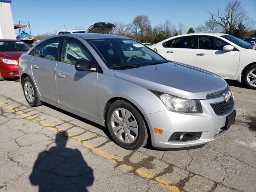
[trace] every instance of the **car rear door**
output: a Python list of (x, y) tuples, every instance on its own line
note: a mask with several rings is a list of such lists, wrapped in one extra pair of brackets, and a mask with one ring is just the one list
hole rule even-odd
[[(83, 41), (82, 39), (81, 40)], [(77, 71), (76, 62), (85, 58), (92, 68), (96, 61), (84, 44), (76, 38), (66, 38), (56, 70), (59, 103), (87, 117), (97, 119), (97, 73)]]
[(194, 65), (196, 37), (184, 36), (172, 39), (163, 44), (163, 48), (159, 52), (168, 60)]
[(239, 64), (240, 52), (223, 50), (229, 45), (217, 37), (198, 36), (198, 47), (196, 49), (195, 66), (213, 72), (222, 77), (234, 77)]
[(56, 103), (58, 99), (55, 70), (60, 40), (60, 38), (54, 38), (38, 45), (31, 61), (34, 81), (40, 95)]

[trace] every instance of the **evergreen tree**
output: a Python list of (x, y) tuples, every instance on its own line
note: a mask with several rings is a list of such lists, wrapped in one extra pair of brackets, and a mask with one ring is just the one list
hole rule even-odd
[(193, 33), (195, 32), (195, 30), (194, 30), (193, 28), (190, 27), (187, 33)]

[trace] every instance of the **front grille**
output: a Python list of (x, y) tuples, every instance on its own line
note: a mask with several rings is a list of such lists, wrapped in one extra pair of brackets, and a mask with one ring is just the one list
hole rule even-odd
[(222, 96), (224, 93), (228, 92), (229, 90), (229, 87), (228, 86), (227, 86), (226, 88), (224, 90), (215, 92), (215, 93), (211, 93), (210, 94), (208, 94), (206, 95), (206, 99), (212, 99), (213, 98), (216, 98), (216, 97), (221, 97)]
[(224, 101), (210, 105), (217, 115), (222, 115), (228, 113), (234, 107), (233, 96), (231, 95), (228, 101)]

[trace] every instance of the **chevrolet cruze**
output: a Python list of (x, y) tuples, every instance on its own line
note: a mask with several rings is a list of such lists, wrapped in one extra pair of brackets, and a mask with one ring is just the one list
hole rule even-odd
[(235, 120), (234, 97), (223, 79), (125, 37), (52, 36), (24, 54), (19, 69), (30, 106), (45, 102), (105, 126), (128, 150), (147, 142), (159, 148), (204, 144)]

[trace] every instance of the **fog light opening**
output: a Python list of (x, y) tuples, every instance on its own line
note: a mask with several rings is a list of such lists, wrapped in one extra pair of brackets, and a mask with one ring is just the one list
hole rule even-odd
[(199, 139), (202, 132), (175, 132), (168, 140), (168, 142), (182, 142)]
[(179, 137), (180, 140), (182, 141), (187, 141), (191, 140), (193, 138), (193, 135), (190, 133), (185, 133), (180, 135)]

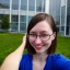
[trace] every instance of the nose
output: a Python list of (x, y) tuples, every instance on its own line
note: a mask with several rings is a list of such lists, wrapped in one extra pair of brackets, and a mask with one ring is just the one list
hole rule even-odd
[(37, 36), (35, 39), (35, 44), (40, 44), (40, 43), (42, 43), (42, 40), (40, 40), (39, 36)]

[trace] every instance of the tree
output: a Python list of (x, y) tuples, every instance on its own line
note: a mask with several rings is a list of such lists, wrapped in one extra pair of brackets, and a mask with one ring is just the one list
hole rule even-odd
[(10, 22), (8, 15), (2, 16), (2, 23), (1, 23), (2, 30), (9, 30), (10, 28)]

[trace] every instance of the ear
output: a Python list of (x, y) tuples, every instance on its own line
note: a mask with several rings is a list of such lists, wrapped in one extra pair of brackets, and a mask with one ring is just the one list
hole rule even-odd
[(51, 35), (51, 40), (56, 38), (56, 32)]

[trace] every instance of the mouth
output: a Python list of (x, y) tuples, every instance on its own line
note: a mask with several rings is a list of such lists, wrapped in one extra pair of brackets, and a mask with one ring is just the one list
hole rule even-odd
[(40, 50), (40, 49), (43, 48), (43, 46), (35, 46), (35, 48), (36, 48), (37, 50)]

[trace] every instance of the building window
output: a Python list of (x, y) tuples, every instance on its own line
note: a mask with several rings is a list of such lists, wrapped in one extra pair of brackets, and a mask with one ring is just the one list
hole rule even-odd
[(61, 7), (61, 25), (65, 25), (66, 5)]
[(35, 11), (35, 0), (28, 0), (28, 11)]
[(21, 0), (21, 10), (27, 10), (27, 0)]
[(10, 0), (0, 0), (0, 9), (9, 9), (10, 8)]
[(42, 0), (36, 0), (36, 11), (42, 12)]
[(26, 31), (26, 23), (20, 23), (20, 31), (25, 32)]
[(18, 28), (19, 28), (19, 23), (11, 23), (11, 31), (18, 31)]
[(12, 0), (12, 9), (19, 10), (19, 0)]
[(12, 22), (19, 22), (19, 15), (12, 15)]

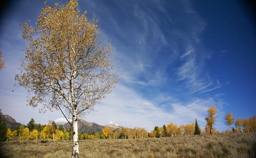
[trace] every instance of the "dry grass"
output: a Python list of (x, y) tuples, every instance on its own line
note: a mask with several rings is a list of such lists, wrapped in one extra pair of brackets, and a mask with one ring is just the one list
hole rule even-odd
[[(2, 157), (70, 158), (72, 142), (11, 141)], [(255, 158), (256, 134), (235, 134), (132, 140), (80, 140), (81, 158)]]

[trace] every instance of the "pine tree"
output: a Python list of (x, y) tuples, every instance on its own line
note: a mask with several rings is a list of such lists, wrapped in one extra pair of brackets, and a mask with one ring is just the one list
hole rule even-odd
[(233, 133), (236, 132), (236, 130), (235, 130), (235, 128), (234, 128), (234, 127), (232, 128), (232, 132), (233, 132)]
[(164, 126), (163, 126), (163, 137), (166, 137), (167, 136), (168, 136), (167, 130), (166, 129), (166, 127), (165, 126), (165, 124), (164, 124)]
[(156, 137), (160, 138), (160, 131), (159, 131), (159, 129), (158, 126), (155, 126), (154, 130), (156, 134)]
[(2, 109), (0, 109), (0, 142), (6, 140), (6, 132), (7, 132), (6, 122), (2, 113), (1, 110)]
[(200, 128), (197, 124), (197, 121), (196, 118), (196, 124), (195, 125), (195, 131), (194, 132), (194, 135), (198, 134), (200, 135), (201, 134), (201, 131), (200, 131)]
[(27, 124), (27, 126), (28, 126), (28, 128), (29, 129), (29, 131), (32, 132), (33, 129), (35, 129), (36, 128), (36, 124), (35, 124), (35, 120), (34, 118), (31, 118), (31, 120), (28, 122), (28, 124)]
[(7, 129), (7, 132), (6, 132), (7, 140), (12, 140), (12, 133), (11, 130), (11, 128), (8, 128)]

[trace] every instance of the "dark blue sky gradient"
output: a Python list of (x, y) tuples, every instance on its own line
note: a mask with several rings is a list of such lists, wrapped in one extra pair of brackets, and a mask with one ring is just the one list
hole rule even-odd
[[(27, 42), (19, 25), (34, 26), (43, 1), (13, 1), (0, 21), (0, 50), (6, 67), (0, 71), (0, 108), (26, 124), (63, 118), (59, 111), (38, 114), (26, 106), (26, 93), (11, 91), (19, 58)], [(49, 0), (48, 5), (56, 2)], [(256, 32), (253, 10), (234, 0), (80, 0), (80, 11), (99, 18), (102, 43), (111, 41), (118, 83), (92, 114), (84, 119), (105, 124), (151, 130), (173, 122), (202, 128), (210, 106), (218, 110), (216, 127), (224, 115), (236, 119), (256, 114)], [(24, 113), (26, 113), (24, 116)], [(143, 120), (143, 122), (140, 120)]]

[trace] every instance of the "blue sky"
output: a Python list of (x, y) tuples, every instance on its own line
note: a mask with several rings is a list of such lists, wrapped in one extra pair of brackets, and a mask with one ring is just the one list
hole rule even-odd
[[(64, 1), (48, 0), (64, 3)], [(118, 75), (112, 92), (83, 118), (101, 124), (112, 121), (133, 128), (170, 122), (202, 128), (209, 107), (218, 110), (215, 127), (228, 128), (224, 115), (236, 119), (256, 114), (255, 23), (244, 4), (236, 1), (80, 0), (79, 9), (99, 19), (102, 43), (111, 41)], [(0, 71), (0, 108), (19, 122), (60, 123), (59, 111), (41, 114), (26, 105), (22, 87), (12, 91), (19, 59), (28, 45), (20, 27), (34, 25), (43, 1), (8, 4), (1, 15), (0, 50), (6, 59)]]

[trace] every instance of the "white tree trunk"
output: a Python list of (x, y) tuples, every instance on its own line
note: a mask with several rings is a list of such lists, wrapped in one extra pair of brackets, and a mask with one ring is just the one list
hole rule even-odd
[(231, 124), (230, 124), (230, 128), (231, 129), (231, 132), (232, 132), (232, 133), (234, 133), (234, 132), (233, 132), (233, 129), (232, 129), (232, 127), (231, 126)]
[[(76, 115), (74, 114), (74, 115)], [(73, 118), (73, 152), (72, 152), (72, 158), (78, 158), (79, 157), (79, 150), (78, 145), (78, 121)]]

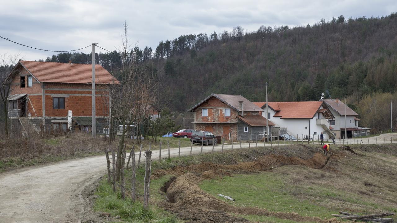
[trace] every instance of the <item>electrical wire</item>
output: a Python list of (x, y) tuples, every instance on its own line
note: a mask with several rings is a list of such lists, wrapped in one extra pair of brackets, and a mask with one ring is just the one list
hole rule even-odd
[(0, 36), (0, 38), (3, 38), (3, 39), (5, 39), (5, 40), (6, 40), (9, 41), (10, 42), (13, 42), (14, 43), (16, 43), (16, 44), (18, 44), (19, 45), (20, 45), (21, 46), (26, 46), (26, 47), (29, 47), (29, 48), (31, 48), (32, 49), (35, 49), (35, 50), (42, 50), (43, 51), (48, 51), (48, 52), (71, 52), (72, 51), (77, 51), (77, 50), (83, 50), (83, 49), (85, 49), (85, 48), (87, 48), (87, 47), (88, 47), (89, 46), (92, 46), (92, 44), (90, 44), (88, 46), (86, 46), (85, 47), (83, 47), (83, 48), (80, 48), (80, 49), (77, 49), (77, 50), (43, 50), (42, 49), (40, 49), (40, 48), (36, 48), (36, 47), (33, 47), (33, 46), (27, 46), (26, 45), (24, 45), (24, 44), (22, 44), (21, 43), (19, 43), (19, 42), (16, 42), (13, 41), (12, 40), (9, 39), (8, 38), (5, 38), (3, 37), (2, 37), (1, 36)]

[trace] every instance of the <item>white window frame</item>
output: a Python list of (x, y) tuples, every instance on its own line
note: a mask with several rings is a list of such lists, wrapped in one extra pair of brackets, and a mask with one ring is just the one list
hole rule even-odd
[[(204, 110), (207, 113), (206, 115), (204, 115)], [(201, 116), (203, 117), (208, 117), (208, 108), (202, 108), (201, 109)]]
[(27, 76), (27, 87), (32, 87), (33, 86), (33, 76), (31, 75)]
[[(227, 115), (226, 114), (226, 110), (229, 110), (229, 115)], [(231, 110), (230, 110), (230, 108), (225, 108), (224, 110), (224, 114), (225, 114), (225, 117), (230, 117), (230, 115), (231, 114)]]

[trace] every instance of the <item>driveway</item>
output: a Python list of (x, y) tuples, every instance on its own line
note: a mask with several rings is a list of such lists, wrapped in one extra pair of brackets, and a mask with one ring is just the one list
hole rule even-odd
[[(243, 148), (248, 146), (248, 144), (242, 144)], [(225, 144), (224, 149), (231, 147), (231, 144)], [(239, 144), (234, 144), (233, 148), (239, 148)], [(222, 148), (217, 145), (214, 150)], [(204, 146), (203, 150), (204, 152), (211, 152), (212, 146)], [(193, 146), (193, 153), (200, 150), (200, 146)], [(178, 148), (171, 149), (170, 153), (172, 157), (177, 156)], [(181, 156), (190, 153), (190, 147), (181, 148)], [(152, 159), (158, 160), (158, 150), (153, 151)], [(162, 157), (168, 156), (168, 150), (162, 150)], [(98, 156), (0, 174), (0, 222), (80, 222), (87, 213), (82, 192), (106, 173), (106, 165), (105, 156)]]

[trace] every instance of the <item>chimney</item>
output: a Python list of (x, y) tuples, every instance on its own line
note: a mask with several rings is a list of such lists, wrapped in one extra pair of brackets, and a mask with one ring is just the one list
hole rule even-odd
[(244, 107), (243, 104), (244, 102), (239, 102), (239, 104), (240, 104), (240, 109), (241, 110), (241, 116), (243, 117), (244, 117)]

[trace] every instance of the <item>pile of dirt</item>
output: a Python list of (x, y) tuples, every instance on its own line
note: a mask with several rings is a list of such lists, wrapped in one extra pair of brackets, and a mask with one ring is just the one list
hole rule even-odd
[(233, 173), (251, 173), (264, 171), (285, 165), (302, 165), (314, 169), (323, 168), (330, 159), (321, 153), (316, 153), (311, 158), (303, 159), (280, 155), (268, 155), (256, 160), (234, 165), (225, 165), (204, 162), (186, 167), (177, 166), (168, 169), (158, 169), (152, 175), (155, 178), (165, 175), (181, 176), (192, 173), (204, 179), (214, 179)]
[[(169, 206), (169, 210), (178, 215), (185, 216), (185, 209), (181, 207), (188, 207), (188, 211), (190, 213), (197, 210), (206, 210), (206, 215), (212, 217), (211, 211), (208, 210), (221, 211), (229, 213), (244, 215), (256, 215), (272, 216), (288, 219), (296, 221), (312, 221), (321, 222), (321, 219), (316, 217), (301, 216), (295, 213), (274, 212), (266, 209), (249, 207), (235, 207), (220, 200), (213, 196), (206, 193), (197, 185), (202, 179), (191, 173), (188, 173), (177, 177), (167, 190), (168, 200), (173, 203), (173, 208)], [(219, 213), (221, 212), (216, 212)], [(187, 219), (189, 222), (195, 221), (193, 219)], [(225, 222), (217, 221), (216, 222)], [(244, 221), (232, 221), (241, 222)]]

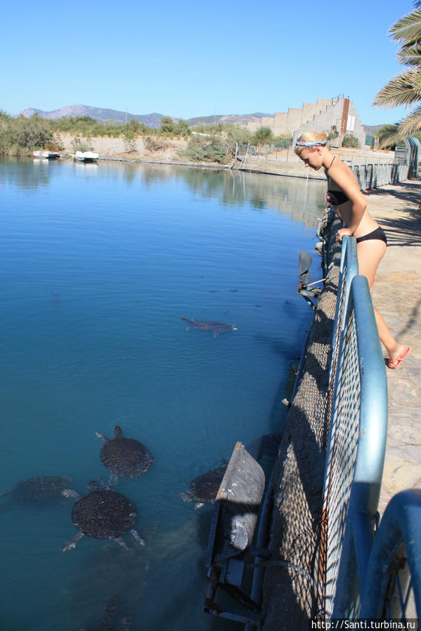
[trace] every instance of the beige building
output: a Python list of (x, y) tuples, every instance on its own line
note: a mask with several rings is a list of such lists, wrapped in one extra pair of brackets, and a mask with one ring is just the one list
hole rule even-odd
[[(352, 101), (344, 95), (333, 98), (318, 98), (316, 103), (303, 103), (301, 108), (289, 107), (287, 112), (276, 112), (273, 117), (262, 117), (260, 121), (247, 123), (247, 129), (255, 131), (259, 127), (269, 127), (274, 136), (297, 138), (304, 131), (327, 131), (336, 129), (339, 133), (337, 146), (342, 137), (352, 134), (365, 143), (365, 133)], [(332, 142), (335, 146), (335, 140)]]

· · · · · · ·

◆ Task instructions: Reproduce the records verbatim from the line containing "[trace] every instance of the <item>pile" through the end of the records, omitting the pictures.

◆ Response:
[trace] every instance of the <item>pile of dirt</item>
output: a Python list of (x, y) tuples, every instance on its own line
note: a mask with several rings is a list of such lists, wrapped in one extra pair of brackets, and a mask with one ring is just the one list
hole rule even-odd
[(233, 173), (251, 173), (264, 171), (285, 165), (302, 165), (314, 169), (323, 168), (330, 159), (321, 153), (316, 153), (311, 158), (303, 159), (280, 155), (268, 155), (256, 160), (234, 165), (225, 165), (204, 162), (186, 167), (177, 166), (168, 169), (158, 169), (152, 175), (155, 178), (165, 175), (181, 176), (192, 173), (204, 179), (214, 179)]
[[(169, 206), (169, 210), (178, 215), (185, 216), (185, 209), (181, 207), (188, 207), (188, 211), (190, 213), (197, 210), (206, 210), (206, 215), (212, 217), (211, 211), (208, 210), (221, 211), (229, 213), (244, 215), (256, 215), (272, 216), (288, 219), (296, 221), (312, 221), (321, 222), (321, 219), (316, 217), (301, 216), (295, 213), (274, 212), (266, 209), (249, 207), (235, 207), (220, 200), (213, 196), (206, 193), (197, 185), (202, 179), (191, 173), (188, 173), (177, 177), (167, 190), (168, 200), (173, 203), (173, 208)], [(219, 213), (221, 212), (216, 212)], [(187, 219), (189, 222), (195, 221), (193, 219)], [(225, 222), (217, 221), (216, 222)], [(244, 221), (232, 221), (241, 222)]]

[trace] every instance of the beige building
output: a Python list of (x, y) tuples, every instance on its own line
note: a mask with several rings is a list of such lists, wrapped in one extra pair of brackets, and a mask with one ring is just the one list
hole rule even-odd
[[(352, 101), (344, 95), (333, 98), (318, 98), (316, 103), (303, 103), (301, 108), (289, 107), (287, 112), (276, 112), (273, 117), (262, 117), (260, 121), (247, 123), (247, 129), (255, 131), (259, 127), (269, 127), (274, 136), (297, 138), (304, 131), (327, 131), (336, 129), (339, 133), (337, 146), (342, 137), (352, 134), (365, 143), (365, 133)], [(332, 142), (335, 146), (335, 140)]]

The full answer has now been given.